• **WHAT NEEDS TO BE DONE**
In the answer, each line must appear exactly as in the records, and no picture may appear.

*** MATERIAL TO PROCESS Section Begins ***

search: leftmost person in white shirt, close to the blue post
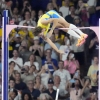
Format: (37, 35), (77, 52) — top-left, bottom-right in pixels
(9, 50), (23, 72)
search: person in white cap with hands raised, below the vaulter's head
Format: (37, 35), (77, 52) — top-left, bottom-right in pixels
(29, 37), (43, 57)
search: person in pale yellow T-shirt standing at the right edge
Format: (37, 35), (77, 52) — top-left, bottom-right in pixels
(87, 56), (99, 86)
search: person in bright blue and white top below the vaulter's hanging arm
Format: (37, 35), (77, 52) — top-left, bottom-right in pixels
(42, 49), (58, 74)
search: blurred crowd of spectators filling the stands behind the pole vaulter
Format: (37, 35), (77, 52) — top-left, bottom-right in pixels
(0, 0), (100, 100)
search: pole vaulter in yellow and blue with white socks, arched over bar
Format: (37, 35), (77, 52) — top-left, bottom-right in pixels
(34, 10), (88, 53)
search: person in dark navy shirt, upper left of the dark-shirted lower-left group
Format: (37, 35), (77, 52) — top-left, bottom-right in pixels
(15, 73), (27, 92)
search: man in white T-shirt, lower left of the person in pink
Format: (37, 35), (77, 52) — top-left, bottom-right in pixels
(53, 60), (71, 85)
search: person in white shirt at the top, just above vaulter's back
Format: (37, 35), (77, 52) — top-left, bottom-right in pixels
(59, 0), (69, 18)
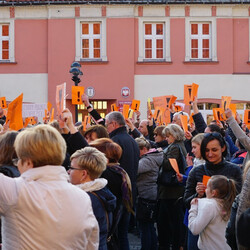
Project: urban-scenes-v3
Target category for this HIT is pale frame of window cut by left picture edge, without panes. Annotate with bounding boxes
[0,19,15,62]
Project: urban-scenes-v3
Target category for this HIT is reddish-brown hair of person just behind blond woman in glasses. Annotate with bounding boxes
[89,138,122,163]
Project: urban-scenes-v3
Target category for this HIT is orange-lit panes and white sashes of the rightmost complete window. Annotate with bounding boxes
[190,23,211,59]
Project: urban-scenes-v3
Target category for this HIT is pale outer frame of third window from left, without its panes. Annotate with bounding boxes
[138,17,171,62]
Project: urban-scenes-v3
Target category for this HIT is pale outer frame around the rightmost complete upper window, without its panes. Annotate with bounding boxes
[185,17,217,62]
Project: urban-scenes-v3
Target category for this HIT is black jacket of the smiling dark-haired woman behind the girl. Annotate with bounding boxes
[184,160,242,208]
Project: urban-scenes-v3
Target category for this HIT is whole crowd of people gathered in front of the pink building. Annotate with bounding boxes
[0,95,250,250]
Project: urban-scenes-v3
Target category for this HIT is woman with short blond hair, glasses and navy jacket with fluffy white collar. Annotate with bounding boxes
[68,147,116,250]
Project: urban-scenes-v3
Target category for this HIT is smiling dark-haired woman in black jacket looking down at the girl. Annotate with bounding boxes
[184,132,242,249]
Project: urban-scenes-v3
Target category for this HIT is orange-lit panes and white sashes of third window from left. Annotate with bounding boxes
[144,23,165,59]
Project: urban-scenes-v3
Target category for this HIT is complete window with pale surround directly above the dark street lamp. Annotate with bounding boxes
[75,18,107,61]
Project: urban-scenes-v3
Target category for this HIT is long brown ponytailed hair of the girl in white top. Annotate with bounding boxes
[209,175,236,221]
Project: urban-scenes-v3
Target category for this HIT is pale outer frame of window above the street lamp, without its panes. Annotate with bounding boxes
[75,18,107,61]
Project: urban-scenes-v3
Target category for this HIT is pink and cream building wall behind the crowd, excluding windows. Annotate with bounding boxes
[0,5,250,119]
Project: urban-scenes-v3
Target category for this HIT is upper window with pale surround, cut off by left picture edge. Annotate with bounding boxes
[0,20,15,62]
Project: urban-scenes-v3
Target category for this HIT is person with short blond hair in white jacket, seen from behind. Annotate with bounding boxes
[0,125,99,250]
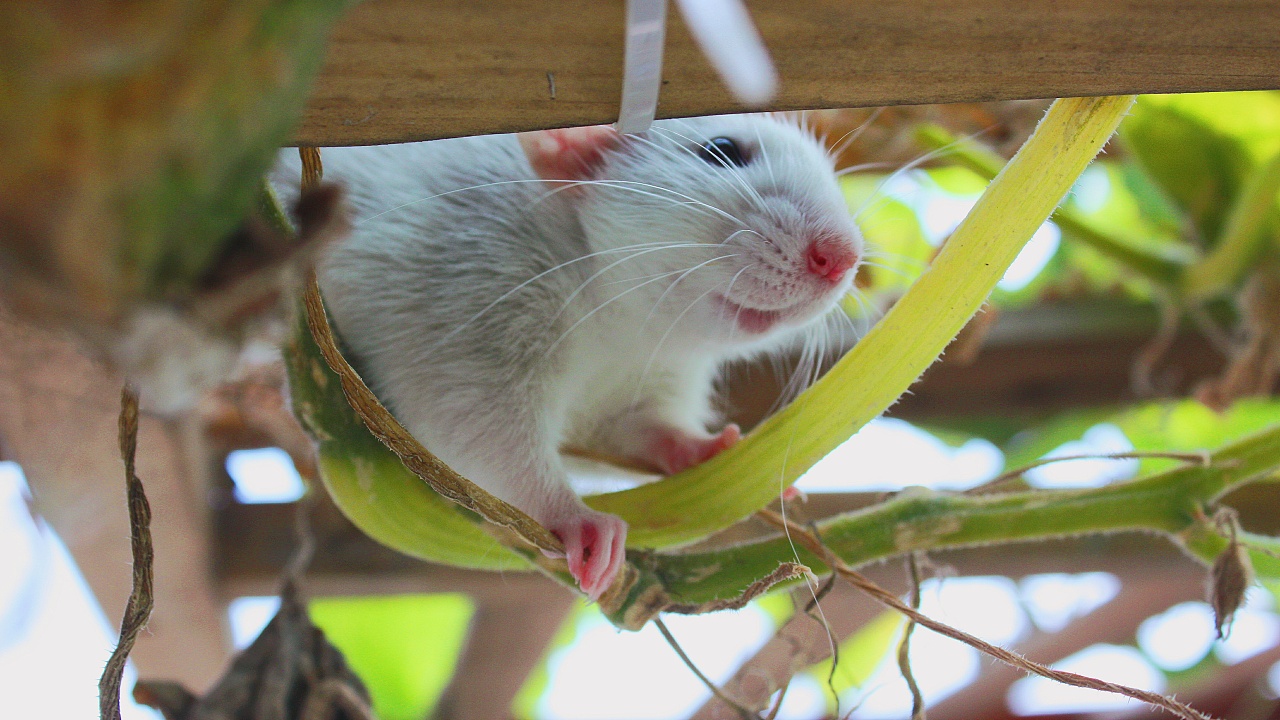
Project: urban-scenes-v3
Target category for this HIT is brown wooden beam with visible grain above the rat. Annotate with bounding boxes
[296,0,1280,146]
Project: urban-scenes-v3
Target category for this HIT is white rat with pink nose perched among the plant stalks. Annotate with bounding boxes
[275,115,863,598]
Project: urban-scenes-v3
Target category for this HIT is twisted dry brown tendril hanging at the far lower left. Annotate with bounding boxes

*** MATERIAL TO PROCESS Section Ends ***

• **EXERCISE RESPONSE**
search: leftmost person in white shirt, close to the blue post
Format: (37, 35), (77, 52) — top-left, bottom-right in pixels
(9, 50), (23, 72)
search: person in white cap with hands raised, below the vaulter's head
Format: (37, 35), (77, 52) — top-left, bottom-right in pixels
(29, 37), (43, 57)
search: person in pale yellow T-shirt standing at the right edge
Format: (37, 35), (77, 52) — top-left, bottom-right in pixels
(87, 56), (99, 86)
search: person in bright blue and white top below the vaulter's hanging arm
Format: (37, 35), (77, 52) — top-left, bottom-right in pixels
(42, 49), (58, 74)
search: blurred crowd of spectators filling the stands behind the pole vaulter
Format: (37, 35), (77, 52) — top-left, bottom-right in pixels
(0, 0), (100, 100)
search: pole vaulter in yellow and blue with white socks, arched over bar
Format: (37, 35), (77, 52) — top-left, bottom-right in pixels
(34, 10), (88, 53)
search: person in dark navy shirt, upper left of the dark-shirted lower-left group
Format: (37, 35), (77, 52) — top-left, bottom-right in pixels
(15, 73), (27, 92)
search: man in white T-shirt, lower left of the person in pink
Format: (37, 35), (77, 52) — top-left, bottom-right in pixels
(53, 60), (71, 85)
search: person in white shirt at the top, just above vaulter's back
Format: (37, 35), (77, 52) — top-left, bottom-right in pixels
(59, 0), (69, 18)
Project: urban-scenes-v3
Target category for this HIT is pale frame of window cut by left picture edge, without panes. Annotate with bounding boxes
[0,19,15,62]
Project: urban-scenes-v3
Target category for this HIT is reddish-brown hair of person just behind blond woman in glasses. Annotate with bounding boxes
[89,138,122,163]
Project: urban-scenes-v3
Target category for this HIT is orange-lit panes and white sashes of the rightmost complete window. Annotate with bounding boxes
[190,23,211,59]
Project: urban-scenes-v3
Target category for this HIT is pale outer frame of third window from left, without its panes. Annotate with bounding boxes
[138,17,171,62]
Project: urban-scenes-v3
Target category for this HIT is pale outer frame around the rightmost complete upper window, without its panes. Annotate with bounding boxes
[185,17,217,62]
Project: urban-scenes-v3
Target category for this HIT is black jacket of the smiling dark-haired woman behind the girl. Annotate with bounding boxes
[184,160,242,208]
Project: urban-scenes-v3
Target category for this HIT is whole crowd of people gathered in front of the pink building. Annotate with bounding boxes
[0,95,250,250]
Project: urban-scenes-v3
Target category for this HIT is woman with short blond hair, glasses and navy jacket with fluffy white collar. Annotate with bounding boxes
[68,147,116,250]
Project: urban-scenes-v3
Target category for this HIT is smiling dark-haired woman in black jacket looking down at the girl. Annotate with bounding boxes
[184,132,242,249]
Project: urban-scenes-v3
Target category for this HIT is orange-lit panes and white sashes of third window from left. Annotate with bounding boxes
[144,23,165,59]
Project: urban-scenes-v3
Target category for this HIT is complete window with pale surround directly above the dark street lamp. Annotate with bounding boxes
[75,18,107,61]
Project: urban-scenes-v3
Target category for this HIT is long brown ponytailed hair of the girl in white top. Annotate with bounding boxes
[209,175,236,221]
Project: urban-scenes-v3
Target category for this HIT is pale outer frame of window above the street lamp, without its panes. Annotate with bounding boxes
[75,18,107,61]
Project: urban-scenes-v3
Target category for this HIT is pink and cream building wall behind the crowd, excluding windows. Annotate with bounding boxes
[0,5,250,119]
Project: urban-scenes-v3
Target category for this HIT is upper window with pale surround, cut off by left picture edge. Annotate with bounding boxes
[0,20,15,62]
Project: urban-scenes-v3
Target category for this HIT is person with short blond hair in white jacket, seen from behind. Annotate with bounding boxes
[0,125,99,250]
Project: urban-scenes-v3
Target category for this HIT is brown wooden beam with visible grain above the rat. Annotate with bounding boxes
[296,0,1280,146]
Project: urban-scenes-v3
Target category for this HIT is white rat with pink nose perched among the plant stalks. Annotate with bounding boxes
[275,115,863,598]
Project: urban-scenes-v3
Target category for this HIT is twisted dry brown tendril hanging at the far lower left. Annotate with bounding boxes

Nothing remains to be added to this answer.